▸ **PAGE**
# My Daughter



## Bow Only (Jun 19, 2017)

My daughter is very unique.  She's always been fairly smart and we knew she had potential to something really special on day.  A couple of weeks ago, she absolutely amazed me.  My mother-in-law died unexpectedly and we drove about 25 miles to my father-in-laws house.  When we got there, my daughter and I were sitting off to the side and she told me that when she gets upset, she likes to memorize numbers.  She told me that she memorized all the numbers on the street signs that she saw on the way to my father-in-law's house.  I asked her what the number was and she says this number that is bigger than anything I had ever heard in my life.  I got out my phone and told her to tell me the number again.  As she said it, I typed it into the calculator on my phone.  I screen shot it and asked her to say the number again.  She did and said every number correctly.  I was shocked.  The number was 28 digits long.  I thought that was pretty impressive to learn in 25 minutes while traveling in a car.  Two days later after the funeral, I asked my daughter if she remembered the number.  She said yes and I pulled out my phone.  She said the number exactly like she said it before.  I told her that was great but if she really wanted to impress me, she would say it backwards.  She said the entire 28 digit number backwards.  I was floored.  How? At the height of my intelligence, I couldn't have done that.  She is definitely smarter than I am and I'm glad.

▸ **WHAT TO PRODUCE**
Carry on the post about the daughter's number memory from its last sentence. The data is not needed for this.

▸ **DATA PROVIDED**
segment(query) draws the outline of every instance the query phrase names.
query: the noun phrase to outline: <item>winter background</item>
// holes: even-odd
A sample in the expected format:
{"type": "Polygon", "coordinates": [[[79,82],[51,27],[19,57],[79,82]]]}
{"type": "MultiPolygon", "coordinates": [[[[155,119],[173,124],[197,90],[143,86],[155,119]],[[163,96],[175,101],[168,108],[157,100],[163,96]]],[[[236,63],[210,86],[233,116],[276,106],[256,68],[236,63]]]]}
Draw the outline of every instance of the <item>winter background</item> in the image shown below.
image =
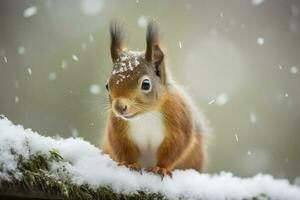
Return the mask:
{"type": "Polygon", "coordinates": [[[98,145],[111,71],[108,26],[145,47],[157,19],[169,67],[214,128],[207,172],[300,175],[300,2],[0,2],[0,114],[98,145]]]}

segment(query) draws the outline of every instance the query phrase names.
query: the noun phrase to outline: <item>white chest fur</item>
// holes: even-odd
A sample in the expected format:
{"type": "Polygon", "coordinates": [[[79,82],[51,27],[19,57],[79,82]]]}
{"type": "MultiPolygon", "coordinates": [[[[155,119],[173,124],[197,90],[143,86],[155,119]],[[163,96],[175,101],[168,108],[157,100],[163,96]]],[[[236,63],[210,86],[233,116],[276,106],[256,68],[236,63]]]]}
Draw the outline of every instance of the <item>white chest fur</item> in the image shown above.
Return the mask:
{"type": "Polygon", "coordinates": [[[158,112],[146,113],[129,121],[129,135],[140,151],[142,167],[156,164],[156,153],[164,139],[162,116],[158,112]]]}

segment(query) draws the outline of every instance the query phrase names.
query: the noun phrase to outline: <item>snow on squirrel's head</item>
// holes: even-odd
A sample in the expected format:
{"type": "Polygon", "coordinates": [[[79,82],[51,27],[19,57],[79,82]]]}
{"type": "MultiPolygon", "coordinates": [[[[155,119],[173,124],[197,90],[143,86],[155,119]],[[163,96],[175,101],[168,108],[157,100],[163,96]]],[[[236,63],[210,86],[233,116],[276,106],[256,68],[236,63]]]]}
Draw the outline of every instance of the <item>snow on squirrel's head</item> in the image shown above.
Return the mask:
{"type": "Polygon", "coordinates": [[[113,113],[129,120],[158,109],[166,87],[166,69],[154,21],[148,23],[145,52],[125,49],[124,35],[123,26],[111,23],[113,70],[106,88],[113,113]]]}

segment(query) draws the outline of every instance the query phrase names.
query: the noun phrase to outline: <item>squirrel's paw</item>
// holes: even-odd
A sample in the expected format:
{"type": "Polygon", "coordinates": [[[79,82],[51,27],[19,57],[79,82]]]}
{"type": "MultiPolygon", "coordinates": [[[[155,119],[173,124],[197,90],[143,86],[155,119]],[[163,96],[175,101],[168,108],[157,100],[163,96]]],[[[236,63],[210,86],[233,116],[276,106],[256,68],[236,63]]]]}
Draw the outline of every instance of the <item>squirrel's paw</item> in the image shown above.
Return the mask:
{"type": "Polygon", "coordinates": [[[119,166],[125,166],[127,168],[129,168],[130,170],[134,170],[134,171],[142,171],[142,167],[138,164],[138,163],[131,163],[128,164],[126,161],[122,161],[118,163],[119,166]]]}
{"type": "Polygon", "coordinates": [[[170,176],[172,178],[172,172],[163,167],[150,167],[147,169],[147,171],[160,175],[161,179],[163,179],[165,176],[170,176]]]}

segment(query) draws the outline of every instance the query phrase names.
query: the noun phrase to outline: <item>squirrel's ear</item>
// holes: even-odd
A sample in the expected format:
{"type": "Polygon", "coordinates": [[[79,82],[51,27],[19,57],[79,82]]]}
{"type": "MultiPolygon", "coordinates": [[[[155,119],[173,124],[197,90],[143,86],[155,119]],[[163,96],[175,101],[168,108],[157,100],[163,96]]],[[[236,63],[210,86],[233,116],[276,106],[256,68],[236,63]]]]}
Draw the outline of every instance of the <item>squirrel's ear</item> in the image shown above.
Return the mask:
{"type": "Polygon", "coordinates": [[[109,32],[111,38],[110,53],[113,62],[115,62],[123,51],[123,42],[125,37],[124,26],[117,22],[111,22],[109,32]]]}
{"type": "Polygon", "coordinates": [[[163,63],[164,53],[159,47],[159,33],[157,24],[154,21],[150,21],[147,27],[146,35],[146,52],[145,59],[153,64],[156,70],[156,74],[161,77],[164,82],[166,79],[165,66],[163,63]]]}

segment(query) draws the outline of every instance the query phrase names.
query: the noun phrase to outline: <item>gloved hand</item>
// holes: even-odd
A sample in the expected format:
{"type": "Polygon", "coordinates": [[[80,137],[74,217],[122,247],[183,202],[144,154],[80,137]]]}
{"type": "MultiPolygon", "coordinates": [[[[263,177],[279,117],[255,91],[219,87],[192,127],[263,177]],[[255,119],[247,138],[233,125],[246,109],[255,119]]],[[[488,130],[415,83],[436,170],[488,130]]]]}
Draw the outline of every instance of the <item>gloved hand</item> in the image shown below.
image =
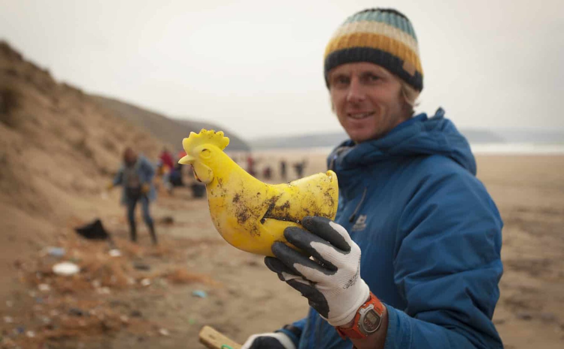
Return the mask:
{"type": "Polygon", "coordinates": [[[141,184],[141,193],[147,194],[151,191],[151,184],[143,183],[141,184]]]}
{"type": "Polygon", "coordinates": [[[330,324],[345,325],[370,293],[360,278],[360,249],[344,228],[330,219],[307,217],[301,223],[307,231],[290,227],[284,230],[284,237],[315,260],[275,242],[272,251],[276,258],[266,257],[265,264],[301,292],[330,324]]]}
{"type": "Polygon", "coordinates": [[[296,349],[296,346],[286,334],[272,332],[253,334],[247,339],[241,349],[296,349]]]}

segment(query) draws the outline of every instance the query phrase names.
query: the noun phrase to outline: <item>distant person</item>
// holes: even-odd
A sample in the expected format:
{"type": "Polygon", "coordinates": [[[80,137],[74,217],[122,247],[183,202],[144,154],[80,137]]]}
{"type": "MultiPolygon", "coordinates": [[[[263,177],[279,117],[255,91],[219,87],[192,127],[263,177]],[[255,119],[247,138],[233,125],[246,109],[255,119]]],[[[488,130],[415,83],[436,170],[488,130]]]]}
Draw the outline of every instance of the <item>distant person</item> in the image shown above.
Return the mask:
{"type": "Polygon", "coordinates": [[[265,166],[262,170],[262,176],[265,179],[270,179],[272,176],[272,169],[270,166],[265,166]]]}
{"type": "Polygon", "coordinates": [[[163,165],[165,165],[169,169],[174,169],[174,161],[173,160],[173,156],[169,151],[169,149],[165,147],[162,148],[162,152],[161,152],[161,154],[158,156],[158,158],[161,160],[161,162],[163,165]]]}
{"type": "Polygon", "coordinates": [[[298,176],[298,178],[301,178],[303,176],[303,170],[305,169],[307,163],[306,160],[302,160],[294,164],[294,170],[296,170],[296,175],[298,176]]]}
{"type": "Polygon", "coordinates": [[[124,151],[124,163],[116,176],[108,186],[111,189],[116,185],[123,188],[121,204],[127,207],[127,220],[131,241],[137,242],[135,210],[138,202],[141,202],[143,218],[149,229],[153,245],[157,244],[155,224],[149,212],[149,204],[156,198],[156,192],[153,185],[155,176],[153,165],[143,156],[138,156],[130,147],[124,151]]]}
{"type": "Polygon", "coordinates": [[[413,110],[423,70],[411,21],[390,8],[354,14],[324,71],[349,137],[328,158],[337,217],[303,218],[265,259],[311,307],[242,349],[501,349],[501,218],[444,111],[413,110]]]}
{"type": "Polygon", "coordinates": [[[286,180],[286,160],[280,160],[280,178],[282,180],[286,180]]]}
{"type": "Polygon", "coordinates": [[[162,185],[169,194],[172,194],[173,184],[171,180],[171,174],[174,169],[173,156],[166,147],[158,156],[158,173],[162,176],[162,185]]]}
{"type": "Polygon", "coordinates": [[[247,172],[253,177],[256,176],[257,173],[254,169],[255,160],[253,156],[249,154],[247,156],[247,172]]]}

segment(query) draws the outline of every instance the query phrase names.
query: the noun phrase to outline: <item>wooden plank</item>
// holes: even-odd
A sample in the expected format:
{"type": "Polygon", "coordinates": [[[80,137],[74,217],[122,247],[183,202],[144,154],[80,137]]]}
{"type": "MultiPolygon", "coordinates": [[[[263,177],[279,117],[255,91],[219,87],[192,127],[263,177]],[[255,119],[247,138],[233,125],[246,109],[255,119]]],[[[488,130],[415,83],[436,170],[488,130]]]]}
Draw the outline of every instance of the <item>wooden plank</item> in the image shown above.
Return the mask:
{"type": "Polygon", "coordinates": [[[241,346],[209,326],[204,326],[200,330],[200,342],[209,349],[228,349],[230,347],[241,349],[241,346]]]}

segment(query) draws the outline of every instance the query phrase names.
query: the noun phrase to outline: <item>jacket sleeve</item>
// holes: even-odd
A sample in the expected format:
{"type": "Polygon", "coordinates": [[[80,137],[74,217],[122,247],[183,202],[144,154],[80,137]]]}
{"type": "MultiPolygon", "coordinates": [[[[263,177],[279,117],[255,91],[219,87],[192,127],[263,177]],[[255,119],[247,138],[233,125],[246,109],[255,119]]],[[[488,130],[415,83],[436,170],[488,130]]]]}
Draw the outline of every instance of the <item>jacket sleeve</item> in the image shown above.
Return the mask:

▸ **RESULT OF THIS TASK**
----------



## Kawaliga (Jun 19, 2017)

Sounds like a super smart young lady. I know how proud you must be of her. Missed you at the Donalsonville artifact show.


----------



## Bow Only (Jun 20, 2017)

Kawaliga said:


> Sounds like a super smart young lady. I know how proud you must be of her. Missed you at the Donalsonville artifact show.


I hate I missed the show, I've just got a lot of irons in the fire lately.  Building the cabin and the pond have taken all of my time and it seems like it is finally getting close to completion.  Totally transforming 25 acres is a huge task for one person.


----------



## Milkman (Jul 3, 2017)

Pretty amazing at any age.  How old is she?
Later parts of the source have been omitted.